* **任务说明**: 将下面这篇补题记录全文照录，一字不改。

* **选定文本**:
+ + + +

• 2017 United Kingdom and Ireland Programming(Gym


    题目很水。睡过了迟到了一个小时,到达战场一看,俩队友AC五个了。。

    就只贴我补的几个吧。

    B - Breaking Biscuits Gym - 101606B

    旋转卡壳模板题。然后敲错了。

    代码是另一种做法:对于每条边,枚举两边的所有点到直线的距离,分别取最大值,然后加起来。

    #include <bits/stdc++.h>
    #define FOPI freopen("in.txt", "r", stdin);
    #define FOPO freopen("out.txt", "w", stdout);
    using namespace std;
    typedef long long LL;
    const double esp = 1e-8;
    const int maxn = 100 + 10;
    
    struct Point
    {
        double x, y;
        Point() {}
        Point(double _x, double _y) { x = _x, y = _y; }
        Point operator - (const Point &b) const
        {
            return Point(x-b.x, y-b.y);
        }
        double operator * (const Point &b) const
        {
            return x*b.x + y*b.y;
        }
        double length() { return hypot(x, y); }
    };
    typedef Point Vector;
    
    double cross(Vector a, Vector b) { return a.x*b.y - a.y*b.x; }
    double dist(Point p, Point a, Point b)

+ + + +

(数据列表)
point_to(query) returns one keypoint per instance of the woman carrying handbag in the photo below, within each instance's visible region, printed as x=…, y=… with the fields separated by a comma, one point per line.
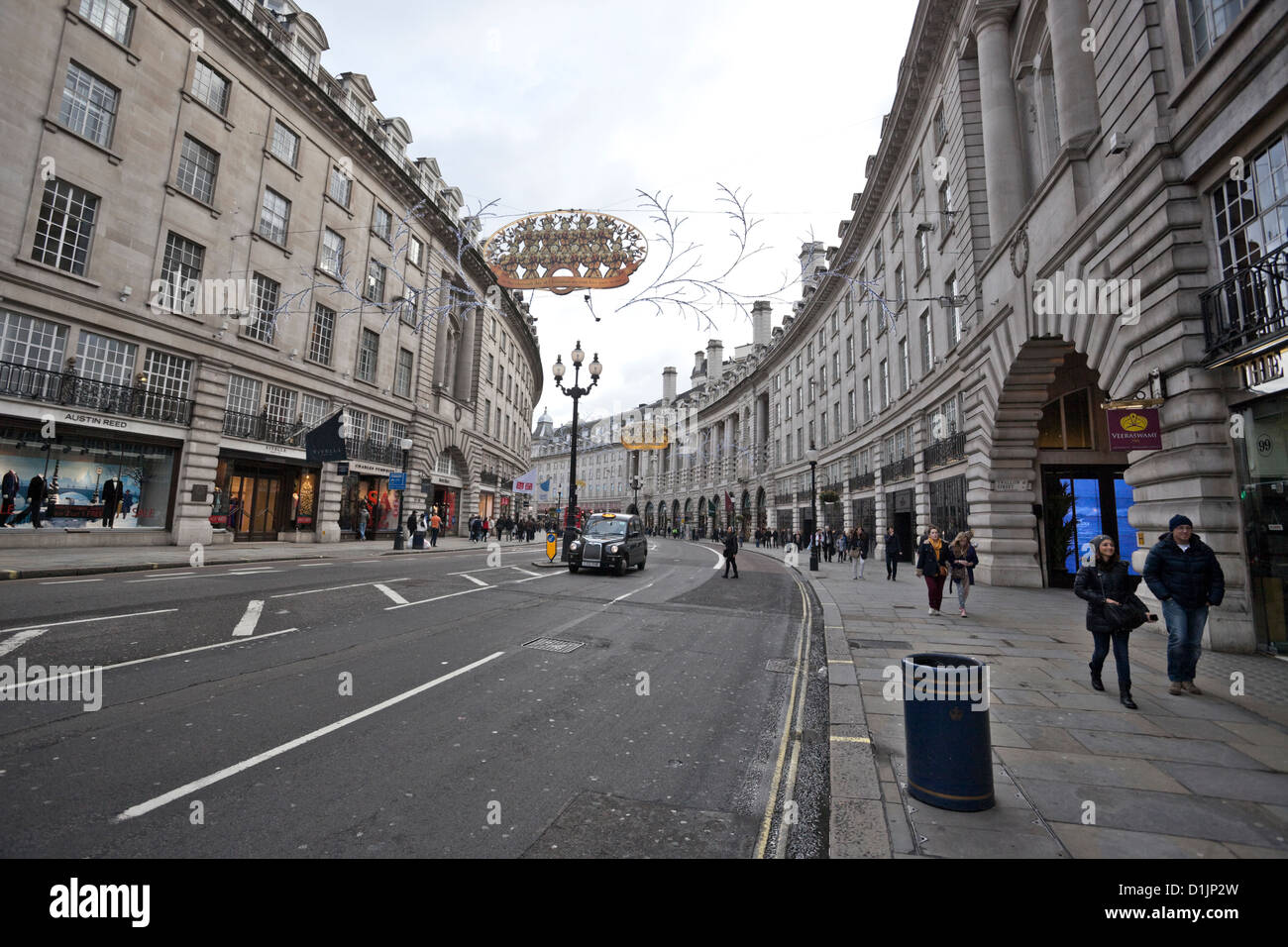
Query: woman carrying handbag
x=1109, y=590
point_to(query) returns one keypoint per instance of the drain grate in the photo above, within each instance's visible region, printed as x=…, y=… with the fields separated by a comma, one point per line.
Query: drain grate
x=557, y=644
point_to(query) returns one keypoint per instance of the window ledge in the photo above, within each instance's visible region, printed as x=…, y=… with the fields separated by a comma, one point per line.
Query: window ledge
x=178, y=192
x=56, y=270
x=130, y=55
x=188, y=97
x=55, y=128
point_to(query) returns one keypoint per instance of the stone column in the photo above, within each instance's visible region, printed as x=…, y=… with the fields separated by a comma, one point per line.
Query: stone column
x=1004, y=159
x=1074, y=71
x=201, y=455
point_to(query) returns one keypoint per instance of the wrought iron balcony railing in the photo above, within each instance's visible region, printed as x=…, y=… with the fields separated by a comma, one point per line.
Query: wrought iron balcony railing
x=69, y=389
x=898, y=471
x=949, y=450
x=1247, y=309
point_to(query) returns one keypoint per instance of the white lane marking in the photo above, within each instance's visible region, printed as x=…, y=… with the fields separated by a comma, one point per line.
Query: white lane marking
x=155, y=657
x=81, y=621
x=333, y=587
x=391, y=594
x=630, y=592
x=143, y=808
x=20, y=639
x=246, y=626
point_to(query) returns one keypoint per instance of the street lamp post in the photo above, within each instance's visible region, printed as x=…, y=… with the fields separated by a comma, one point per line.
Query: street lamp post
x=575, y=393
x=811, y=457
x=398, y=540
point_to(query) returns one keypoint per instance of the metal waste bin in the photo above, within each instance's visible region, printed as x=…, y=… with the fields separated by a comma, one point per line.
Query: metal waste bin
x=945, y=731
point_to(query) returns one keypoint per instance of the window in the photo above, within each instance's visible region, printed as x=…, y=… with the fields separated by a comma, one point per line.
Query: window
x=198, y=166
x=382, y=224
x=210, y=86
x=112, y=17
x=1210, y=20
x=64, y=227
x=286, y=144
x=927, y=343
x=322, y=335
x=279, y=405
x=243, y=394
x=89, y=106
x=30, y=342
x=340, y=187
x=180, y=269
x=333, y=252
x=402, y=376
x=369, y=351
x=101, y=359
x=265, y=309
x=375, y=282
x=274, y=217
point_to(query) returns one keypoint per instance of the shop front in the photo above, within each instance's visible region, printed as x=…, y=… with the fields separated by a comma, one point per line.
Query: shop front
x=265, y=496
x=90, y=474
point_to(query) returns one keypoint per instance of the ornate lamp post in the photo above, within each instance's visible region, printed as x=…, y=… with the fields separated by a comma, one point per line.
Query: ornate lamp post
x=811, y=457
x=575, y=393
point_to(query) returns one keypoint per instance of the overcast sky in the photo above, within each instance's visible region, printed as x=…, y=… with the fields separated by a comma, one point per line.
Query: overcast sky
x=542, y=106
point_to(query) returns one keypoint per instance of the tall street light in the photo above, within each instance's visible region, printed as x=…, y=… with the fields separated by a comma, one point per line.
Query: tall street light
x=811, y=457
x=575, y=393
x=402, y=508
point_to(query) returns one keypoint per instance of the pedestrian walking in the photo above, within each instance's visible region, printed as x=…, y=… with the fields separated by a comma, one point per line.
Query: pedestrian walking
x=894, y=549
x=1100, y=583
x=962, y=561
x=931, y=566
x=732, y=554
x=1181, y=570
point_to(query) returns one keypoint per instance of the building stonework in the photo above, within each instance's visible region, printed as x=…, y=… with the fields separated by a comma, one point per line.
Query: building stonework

+ + + +

* **完成结果**:
• 2017 United Kingdom and Ireland Programming(Gym


    题目很水。睡过了迟到了一个小时,到达战场一看,俩队友AC五个了。。

    就只贴我补的几个吧。

    B - Breaking Biscuits Gym - 101606B

    旋转卡壳模板题。然后敲错了。

    代码是另一种做法:对于每条边,枚举两边的所有点到直线的距离,分别取最大值,然后加起来。

    #include <bits/stdc++.h>
    #define FOPI freopen("in.txt", "r", stdin);
    #define FOPO freopen("out.txt", "w", stdout);
    using namespace std;
    typedef long long LL;
    const double esp = 1e-8;
    const int maxn = 100 + 10;
    
    struct Point
    {
        double x, y;
        Point() {}
        Point(double _x, double _y) { x = _x, y = _y; }
        Point operator - (const Point &b) const
        {
            return Point(x-b.x, y-b.y);
        }
        double operator * (const Point &b) const
        {
            return x*b.x + y*b.y;
        }
        double length() { return hypot(x, y); }
    };
    typedef Point Vector;
    
    double cross(Vector a, Vector b) { return a.x*b.y - a.y*b.x; }
    double dist(Point p, Point a, Point b)